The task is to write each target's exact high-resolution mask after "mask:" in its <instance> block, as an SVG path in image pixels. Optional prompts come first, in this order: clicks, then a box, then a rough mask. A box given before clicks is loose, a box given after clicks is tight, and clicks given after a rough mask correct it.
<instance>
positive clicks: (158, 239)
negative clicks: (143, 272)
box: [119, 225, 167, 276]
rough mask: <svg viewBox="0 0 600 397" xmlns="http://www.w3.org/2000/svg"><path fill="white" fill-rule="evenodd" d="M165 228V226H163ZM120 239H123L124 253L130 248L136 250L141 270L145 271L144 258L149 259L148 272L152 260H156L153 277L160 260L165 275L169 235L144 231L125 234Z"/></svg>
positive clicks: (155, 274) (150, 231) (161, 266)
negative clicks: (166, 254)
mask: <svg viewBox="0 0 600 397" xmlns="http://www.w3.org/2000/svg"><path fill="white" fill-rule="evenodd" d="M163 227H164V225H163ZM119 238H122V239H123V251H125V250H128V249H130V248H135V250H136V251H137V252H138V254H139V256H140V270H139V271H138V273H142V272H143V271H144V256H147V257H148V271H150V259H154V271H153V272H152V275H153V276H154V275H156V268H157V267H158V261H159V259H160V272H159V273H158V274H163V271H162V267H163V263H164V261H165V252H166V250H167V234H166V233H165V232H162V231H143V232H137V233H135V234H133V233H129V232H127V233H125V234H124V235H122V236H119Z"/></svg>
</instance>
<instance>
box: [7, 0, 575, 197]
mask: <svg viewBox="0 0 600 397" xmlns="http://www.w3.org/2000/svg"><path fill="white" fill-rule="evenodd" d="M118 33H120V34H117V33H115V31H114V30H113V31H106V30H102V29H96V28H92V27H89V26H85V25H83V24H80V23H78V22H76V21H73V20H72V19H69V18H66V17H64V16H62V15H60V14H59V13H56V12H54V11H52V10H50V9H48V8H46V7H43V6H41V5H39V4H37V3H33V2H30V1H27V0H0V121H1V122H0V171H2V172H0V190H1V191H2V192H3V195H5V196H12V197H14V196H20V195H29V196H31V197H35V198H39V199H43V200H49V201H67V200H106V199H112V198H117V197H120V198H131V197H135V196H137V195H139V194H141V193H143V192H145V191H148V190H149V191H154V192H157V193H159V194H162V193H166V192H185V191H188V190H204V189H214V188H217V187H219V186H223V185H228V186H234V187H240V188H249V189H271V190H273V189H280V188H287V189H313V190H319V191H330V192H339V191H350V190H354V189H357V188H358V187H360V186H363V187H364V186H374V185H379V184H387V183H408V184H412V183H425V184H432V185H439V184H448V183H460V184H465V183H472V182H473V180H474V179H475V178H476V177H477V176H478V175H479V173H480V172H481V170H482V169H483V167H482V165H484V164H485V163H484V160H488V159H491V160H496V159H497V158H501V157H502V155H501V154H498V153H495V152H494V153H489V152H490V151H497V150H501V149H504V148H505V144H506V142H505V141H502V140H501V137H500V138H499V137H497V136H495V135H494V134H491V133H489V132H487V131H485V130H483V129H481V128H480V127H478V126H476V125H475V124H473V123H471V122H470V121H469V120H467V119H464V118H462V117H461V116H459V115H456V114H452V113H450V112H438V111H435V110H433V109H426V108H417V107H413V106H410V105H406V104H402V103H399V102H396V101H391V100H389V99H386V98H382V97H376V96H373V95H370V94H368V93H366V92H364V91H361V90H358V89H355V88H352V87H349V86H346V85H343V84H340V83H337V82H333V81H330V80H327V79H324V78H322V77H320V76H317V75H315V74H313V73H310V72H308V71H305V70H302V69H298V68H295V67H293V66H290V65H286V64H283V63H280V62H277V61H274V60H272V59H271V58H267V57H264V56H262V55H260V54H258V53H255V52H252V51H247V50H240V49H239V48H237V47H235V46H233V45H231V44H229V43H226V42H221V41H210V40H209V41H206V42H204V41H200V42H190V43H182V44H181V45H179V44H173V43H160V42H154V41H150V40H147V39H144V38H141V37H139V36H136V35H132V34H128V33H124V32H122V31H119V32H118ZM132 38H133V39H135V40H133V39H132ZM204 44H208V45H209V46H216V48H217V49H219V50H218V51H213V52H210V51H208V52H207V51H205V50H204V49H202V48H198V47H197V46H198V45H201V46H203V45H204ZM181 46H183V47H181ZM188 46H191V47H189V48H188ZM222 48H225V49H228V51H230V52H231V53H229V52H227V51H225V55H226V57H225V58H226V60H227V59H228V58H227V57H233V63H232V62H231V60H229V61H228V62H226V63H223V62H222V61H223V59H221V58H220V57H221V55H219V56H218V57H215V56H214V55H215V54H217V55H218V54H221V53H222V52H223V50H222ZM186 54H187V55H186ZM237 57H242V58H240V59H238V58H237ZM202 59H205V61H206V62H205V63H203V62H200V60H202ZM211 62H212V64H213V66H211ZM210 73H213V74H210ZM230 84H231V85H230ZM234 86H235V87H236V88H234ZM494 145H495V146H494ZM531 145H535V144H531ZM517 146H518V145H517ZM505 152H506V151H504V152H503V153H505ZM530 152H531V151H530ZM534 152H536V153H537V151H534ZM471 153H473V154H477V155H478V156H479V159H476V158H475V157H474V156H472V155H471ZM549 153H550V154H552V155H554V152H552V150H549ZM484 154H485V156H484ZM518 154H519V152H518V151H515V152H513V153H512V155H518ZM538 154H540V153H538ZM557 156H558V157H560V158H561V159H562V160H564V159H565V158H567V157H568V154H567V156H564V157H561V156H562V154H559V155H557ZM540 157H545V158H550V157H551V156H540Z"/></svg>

_ _ _ _ _ _ _

*ASSIGNMENT:* Return every record above exactly, line by line.

*RESPONSE TO THIS EXERCISE:*
The task is to write each target's exact high-resolution mask after "mask:" in its <instance> block, as an SVG path in image pixels. Optional prompts come first, in this order: clicks, then a box, then a rough mask. A box given before clicks is loose, a box given after clicks is tight, and clicks given after a rough mask correct it.
<instance>
positive clicks: (158, 239)
negative clicks: (143, 272)
box: [119, 225, 167, 276]
rough mask: <svg viewBox="0 0 600 397" xmlns="http://www.w3.org/2000/svg"><path fill="white" fill-rule="evenodd" d="M165 228V226H163ZM120 239H123L124 253L130 248L136 250L141 270L145 271L144 258L149 259L148 272L152 260H156L153 277L160 260L165 275L169 235L144 231L125 234Z"/></svg>
positive clicks: (155, 274) (150, 231) (161, 266)
negative clicks: (166, 254)
mask: <svg viewBox="0 0 600 397" xmlns="http://www.w3.org/2000/svg"><path fill="white" fill-rule="evenodd" d="M163 227H164V225H163ZM119 238H122V239H123V251H125V250H128V249H130V248H135V250H136V251H137V252H138V254H139V256H140V270H139V271H138V273H142V272H143V271H144V256H147V257H148V271H150V259H154V271H153V272H152V275H153V276H154V275H156V268H157V267H158V261H159V259H160V272H159V273H158V274H163V271H162V267H163V263H164V261H165V252H166V250H167V234H166V233H165V232H162V231H143V232H137V233H135V234H133V233H129V232H127V233H125V234H124V235H122V236H119Z"/></svg>
</instance>
<instance>
box: [7, 0, 575, 197]
mask: <svg viewBox="0 0 600 397" xmlns="http://www.w3.org/2000/svg"><path fill="white" fill-rule="evenodd" d="M118 33H120V34H117V33H115V31H114V30H113V31H106V30H102V29H96V28H92V27H89V26H85V25H83V24H80V23H78V22H76V21H73V20H72V19H69V18H66V17H64V16H62V15H60V14H59V13H56V12H54V11H52V10H50V9H48V8H46V7H43V6H41V5H39V4H37V3H33V2H30V1H27V0H0V121H1V122H0V171H2V172H0V190H1V191H2V192H3V195H5V196H12V197H14V196H20V195H29V196H31V197H35V198H39V199H43V200H49V201H67V200H106V199H112V198H117V197H120V198H131V197H135V196H137V195H139V194H141V193H143V192H145V191H148V190H149V191H154V192H157V193H159V194H162V193H166V192H185V191H188V190H204V189H214V188H217V187H219V186H223V185H228V186H234V187H240V188H249V189H271V190H273V189H280V188H287V189H313V190H319V191H330V192H339V191H350V190H354V189H357V188H358V187H360V186H363V187H364V186H374V185H379V184H387V183H408V184H412V183H425V184H432V185H439V184H448V183H460V184H465V183H472V182H473V180H474V179H475V178H476V177H477V176H478V175H479V173H480V172H481V170H482V169H483V167H482V165H484V164H485V163H484V160H488V159H491V160H496V159H497V158H501V157H502V155H501V154H498V153H495V152H494V153H489V152H490V151H497V150H501V149H504V148H505V144H506V142H505V141H502V140H501V137H500V138H499V137H497V136H495V135H494V134H491V133H489V132H487V131H485V130H483V129H481V128H480V127H478V126H476V125H475V124H473V123H471V122H470V121H469V120H467V119H464V118H462V117H461V116H459V115H456V114H452V113H450V112H438V111H435V110H433V109H426V108H417V107H413V106H410V105H406V104H402V103H399V102H396V101H391V100H389V99H386V98H382V97H376V96H373V95H370V94H368V93H366V92H364V91H361V90H358V89H355V88H352V87H349V86H346V85H343V84H340V83H337V82H333V81H330V80H327V79H324V78H322V77H320V76H317V75H315V74H313V73H310V72H308V71H305V70H302V69H298V68H295V67H293V66H290V65H286V64H283V63H280V62H277V61H274V60H272V59H271V58H267V57H264V56H262V55H260V54H258V53H255V52H252V51H247V50H240V49H239V48H237V47H235V46H233V45H231V44H229V43H226V42H221V41H210V40H209V41H206V42H204V41H200V42H190V43H182V44H181V45H179V44H173V43H160V42H154V41H150V40H147V39H144V38H141V37H139V36H136V35H132V34H128V33H124V32H122V31H119V32H118ZM132 38H133V39H135V40H133V39H132ZM204 44H208V45H209V46H216V48H217V49H219V50H218V51H213V52H210V51H208V52H207V51H205V50H204V49H202V48H198V47H197V46H198V45H201V46H203V45H204ZM181 46H183V47H181ZM188 46H191V47H189V48H188ZM222 48H225V49H228V51H230V52H231V53H229V52H227V51H225V55H226V57H225V58H226V60H227V59H228V58H227V57H233V63H232V62H231V60H229V61H228V62H226V63H223V62H222V61H223V59H221V58H220V57H221V55H219V56H218V57H215V56H214V55H215V54H217V55H218V54H221V53H222V52H223V50H222ZM186 54H187V55H186ZM237 57H242V58H240V59H238V58H237ZM202 59H205V61H206V62H205V63H203V62H200V60H202ZM211 62H212V64H213V66H211ZM210 73H213V74H210ZM230 84H231V85H230ZM234 86H235V87H236V88H234ZM494 145H495V146H494ZM531 145H535V144H531ZM517 146H518V145H517ZM505 152H506V151H504V152H503V153H505ZM530 152H531V151H530ZM534 152H536V153H537V151H534ZM471 153H473V154H477V155H478V156H479V159H476V158H475V157H474V156H472V155H471ZM549 153H550V154H552V155H554V152H552V150H549ZM484 154H485V156H484ZM518 154H519V152H518V151H515V152H513V153H512V155H518ZM538 154H540V153H538ZM557 156H558V157H560V158H561V159H562V160H564V159H565V158H567V157H568V154H567V156H564V157H561V156H562V154H559V155H557ZM540 157H545V158H550V157H551V156H540Z"/></svg>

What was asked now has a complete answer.